▸ Document excerpt
One of my mentors in our business was a long –time pension manager nearing retirement named Ray who, even though he was “the client,” routinely offered me sage commentary in a variety of circumstances.
Because of his wisdom, Ray was typically my first call every morning. Many of those calls ended with him telling me “Here endeth the lesson.”
One of those mornings in the hot summer of 1993 I was talking with Ray about a new 100-year corporate bond offering from Disney (DIS) that my firm was about to bring to market on behalf of the entertainment giant.
I remember talking to Ray about the issue and focusing on interest rate trends, insurance company and pension fund demand, convexity, modified duration and all manner of other niceties. It was a pretty hot deal.
Indeed, Alan Greenspan, then Chairman of the Federal Reserve Board of Governors called the bonds “one of the more important indicators that the long-term inflation expectations that have so bedeviled our economy and financial markets seem to be receding… a very good sign.”*
Ray was having none of it.
He listened patiently to my spiel and then, as he was wont to do, gently brought me back down to earth with one simple comment.
Ray quietly said (and I remember it as if it were yesterday), “If, 100 years ago, you had bought a 100-year bond from the leading entertainment company in the world, you’d be holding a bond issued by a player piano company today.” The statement was as insightful as it should have been obvious.
As you might guess, I had no ready reply.
No matter how complex the market-related subject we were discussing became – and he was a proficient quant too – Ray never lost sight of good common sense.
For example, as a double check on the official economic data, every Friday Ray would ride the bus into New York City over the George Washington Bridge and record the number of delivery trucks he saw heading into the city.
He also read the New York Daily News every day in addition to more establishment papers to remain in touch with what the public at large was reading and doing.
Ray was always testing the data he used with his own experience and vice versa. It’s part of why he was so good at his job.

▸ Questions
a. In the mentor story, what did Ray count on his Friday bus ride into New York City?
b. Retype the part of the mentor story between "He listened patiently" and "into the city.", inclusive.
The lines after this point are separate material with no connection to the mentor story.

Data entries:

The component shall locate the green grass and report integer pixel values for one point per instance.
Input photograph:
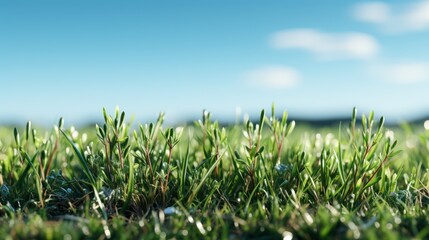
(267, 179)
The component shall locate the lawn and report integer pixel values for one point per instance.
(270, 178)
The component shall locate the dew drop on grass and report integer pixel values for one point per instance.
(170, 211)
(281, 168)
(287, 235)
(426, 124)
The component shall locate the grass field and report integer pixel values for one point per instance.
(267, 179)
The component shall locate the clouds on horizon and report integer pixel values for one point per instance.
(402, 72)
(327, 46)
(351, 45)
(394, 18)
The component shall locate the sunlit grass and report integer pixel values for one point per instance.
(269, 179)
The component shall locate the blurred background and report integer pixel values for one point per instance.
(315, 59)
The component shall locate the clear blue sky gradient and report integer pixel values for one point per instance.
(71, 58)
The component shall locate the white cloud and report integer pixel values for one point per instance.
(327, 45)
(394, 18)
(402, 73)
(273, 77)
(373, 12)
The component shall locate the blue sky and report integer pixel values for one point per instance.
(312, 58)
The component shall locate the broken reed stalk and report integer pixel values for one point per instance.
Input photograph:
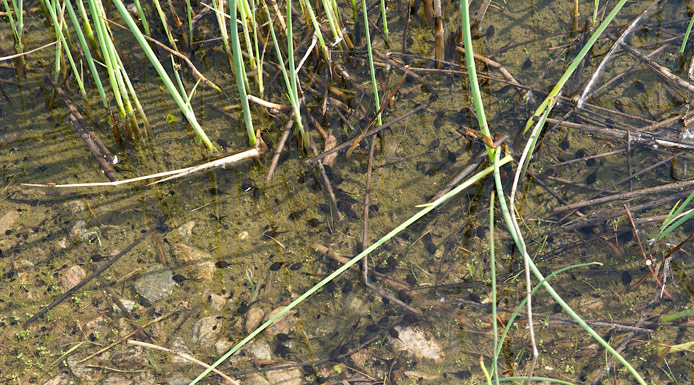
(289, 83)
(87, 53)
(58, 27)
(86, 280)
(230, 160)
(185, 356)
(494, 154)
(17, 29)
(374, 85)
(426, 208)
(187, 112)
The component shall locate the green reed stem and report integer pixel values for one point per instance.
(293, 83)
(87, 53)
(296, 105)
(66, 48)
(221, 21)
(550, 289)
(371, 60)
(240, 72)
(330, 14)
(187, 112)
(104, 41)
(143, 17)
(385, 20)
(259, 66)
(492, 272)
(18, 28)
(164, 24)
(574, 64)
(316, 28)
(516, 312)
(686, 34)
(495, 153)
(426, 208)
(245, 15)
(189, 14)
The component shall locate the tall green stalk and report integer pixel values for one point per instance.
(17, 28)
(495, 153)
(58, 26)
(187, 112)
(426, 208)
(574, 64)
(293, 100)
(293, 83)
(240, 71)
(371, 60)
(87, 52)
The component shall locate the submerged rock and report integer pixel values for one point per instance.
(71, 277)
(60, 379)
(285, 377)
(157, 283)
(199, 263)
(416, 342)
(206, 330)
(180, 346)
(253, 319)
(7, 221)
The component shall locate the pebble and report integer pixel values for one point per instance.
(253, 319)
(222, 346)
(330, 143)
(283, 325)
(206, 330)
(217, 301)
(186, 230)
(71, 277)
(180, 346)
(131, 358)
(417, 342)
(8, 220)
(142, 378)
(86, 375)
(260, 350)
(129, 305)
(74, 207)
(77, 231)
(21, 264)
(155, 284)
(355, 305)
(255, 379)
(200, 263)
(178, 379)
(60, 379)
(285, 377)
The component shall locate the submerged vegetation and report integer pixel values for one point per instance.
(512, 153)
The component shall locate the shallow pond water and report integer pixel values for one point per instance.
(229, 248)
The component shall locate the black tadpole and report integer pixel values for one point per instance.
(98, 271)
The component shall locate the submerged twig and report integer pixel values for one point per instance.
(252, 153)
(182, 355)
(86, 280)
(197, 74)
(369, 133)
(278, 151)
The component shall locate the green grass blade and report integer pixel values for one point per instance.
(240, 72)
(188, 113)
(425, 210)
(686, 34)
(574, 64)
(374, 85)
(87, 53)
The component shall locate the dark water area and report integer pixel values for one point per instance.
(226, 248)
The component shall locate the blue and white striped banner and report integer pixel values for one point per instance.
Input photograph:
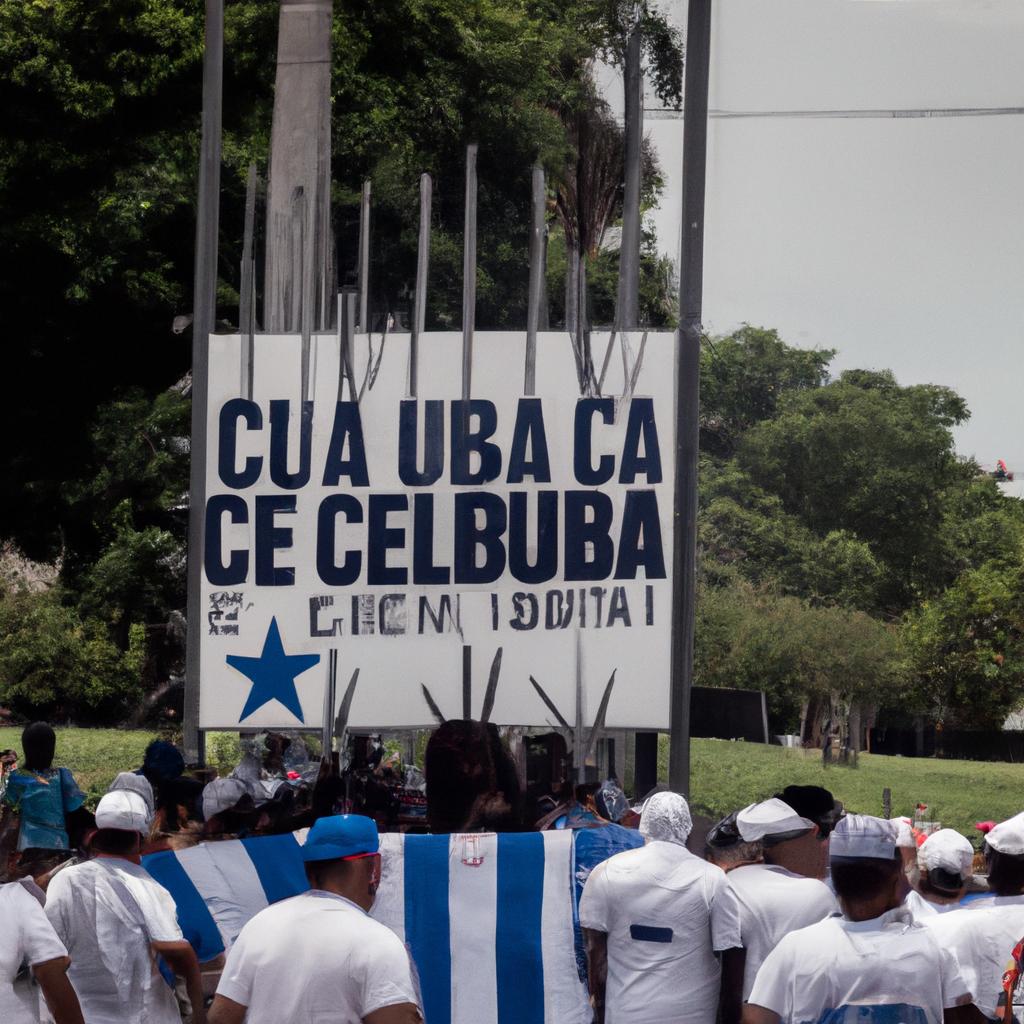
(488, 919)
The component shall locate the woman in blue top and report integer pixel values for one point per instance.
(44, 797)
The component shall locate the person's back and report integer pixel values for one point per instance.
(772, 903)
(872, 965)
(886, 969)
(108, 911)
(666, 912)
(311, 957)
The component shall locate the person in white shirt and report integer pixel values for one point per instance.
(772, 899)
(944, 862)
(872, 965)
(27, 938)
(321, 957)
(653, 920)
(119, 924)
(983, 935)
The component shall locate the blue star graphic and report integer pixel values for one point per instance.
(272, 674)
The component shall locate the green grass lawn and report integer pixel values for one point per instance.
(729, 775)
(726, 775)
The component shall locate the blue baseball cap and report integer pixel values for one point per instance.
(341, 837)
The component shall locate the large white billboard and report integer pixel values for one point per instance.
(419, 537)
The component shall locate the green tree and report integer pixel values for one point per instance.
(964, 650)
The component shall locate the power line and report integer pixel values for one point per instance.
(665, 114)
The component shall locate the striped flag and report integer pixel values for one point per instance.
(488, 919)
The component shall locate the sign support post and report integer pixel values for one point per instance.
(204, 317)
(688, 391)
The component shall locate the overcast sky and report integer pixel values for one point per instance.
(899, 242)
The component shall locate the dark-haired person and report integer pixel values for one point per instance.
(321, 956)
(872, 964)
(944, 861)
(773, 899)
(983, 934)
(46, 799)
(116, 920)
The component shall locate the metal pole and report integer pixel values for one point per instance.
(365, 257)
(688, 397)
(628, 302)
(247, 287)
(536, 278)
(469, 273)
(205, 311)
(420, 300)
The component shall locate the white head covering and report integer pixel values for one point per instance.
(125, 811)
(667, 816)
(221, 795)
(770, 817)
(863, 836)
(948, 851)
(131, 782)
(1008, 837)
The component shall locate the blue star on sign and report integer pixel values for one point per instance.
(272, 674)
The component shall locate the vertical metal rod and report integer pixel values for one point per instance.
(688, 397)
(628, 300)
(307, 279)
(247, 287)
(205, 311)
(536, 278)
(420, 299)
(365, 257)
(469, 273)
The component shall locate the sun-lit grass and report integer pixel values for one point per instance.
(728, 775)
(725, 775)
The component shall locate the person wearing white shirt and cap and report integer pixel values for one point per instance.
(944, 862)
(116, 920)
(774, 900)
(872, 964)
(653, 920)
(983, 934)
(28, 938)
(321, 956)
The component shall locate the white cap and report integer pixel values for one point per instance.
(770, 817)
(863, 836)
(129, 781)
(1008, 837)
(221, 795)
(667, 816)
(948, 851)
(125, 811)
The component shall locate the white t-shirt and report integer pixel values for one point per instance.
(773, 902)
(108, 911)
(26, 936)
(666, 912)
(318, 958)
(982, 941)
(882, 971)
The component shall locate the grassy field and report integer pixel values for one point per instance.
(726, 775)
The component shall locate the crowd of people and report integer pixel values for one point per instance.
(788, 909)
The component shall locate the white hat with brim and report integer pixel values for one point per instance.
(947, 851)
(861, 836)
(1008, 837)
(770, 818)
(123, 810)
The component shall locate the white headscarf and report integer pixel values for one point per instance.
(667, 816)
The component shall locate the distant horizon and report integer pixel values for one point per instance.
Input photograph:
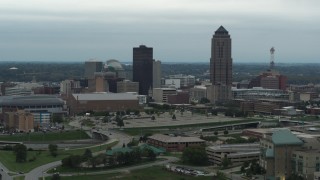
(163, 62)
(178, 30)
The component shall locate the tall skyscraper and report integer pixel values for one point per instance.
(156, 74)
(220, 66)
(221, 61)
(143, 68)
(90, 67)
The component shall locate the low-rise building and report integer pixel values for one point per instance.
(160, 95)
(277, 149)
(174, 143)
(236, 153)
(127, 86)
(23, 121)
(98, 102)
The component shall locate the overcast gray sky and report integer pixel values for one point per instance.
(178, 30)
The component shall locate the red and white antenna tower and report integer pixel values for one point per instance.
(272, 50)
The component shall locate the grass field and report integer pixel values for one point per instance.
(153, 130)
(45, 137)
(62, 169)
(154, 173)
(8, 157)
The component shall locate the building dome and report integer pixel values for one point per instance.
(114, 65)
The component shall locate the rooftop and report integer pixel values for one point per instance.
(221, 30)
(30, 100)
(166, 138)
(285, 137)
(104, 96)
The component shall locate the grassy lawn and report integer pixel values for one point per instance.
(8, 157)
(62, 169)
(153, 130)
(154, 173)
(49, 136)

▸ Answers for this exercise
a. He counted the delivery trucks he saw heading into the city.

b.
He listened patiently to my spiel and then, as he was wont to do, gently brought me back down to earth with one simple comment.
Ray quietly said (and I remember it as if it were yesterday), “If, 100 years ago, you had bought a 100-year bond from the leading entertainment company in the world, you’d be holding a bond issued by a player piano company today.” The statement was as insightful as it should have been obvious.
As you might guess, I had no ready reply.
No matter how complex the market-related subject we were discussing became – and he was a proficient quant too – Ray never lost sight of good common sense.
For example, as a double check on the official economic data, every Friday Ray would ride the bus into New York City over the George Washington Bridge and record the number of delivery trucks he saw heading into the city.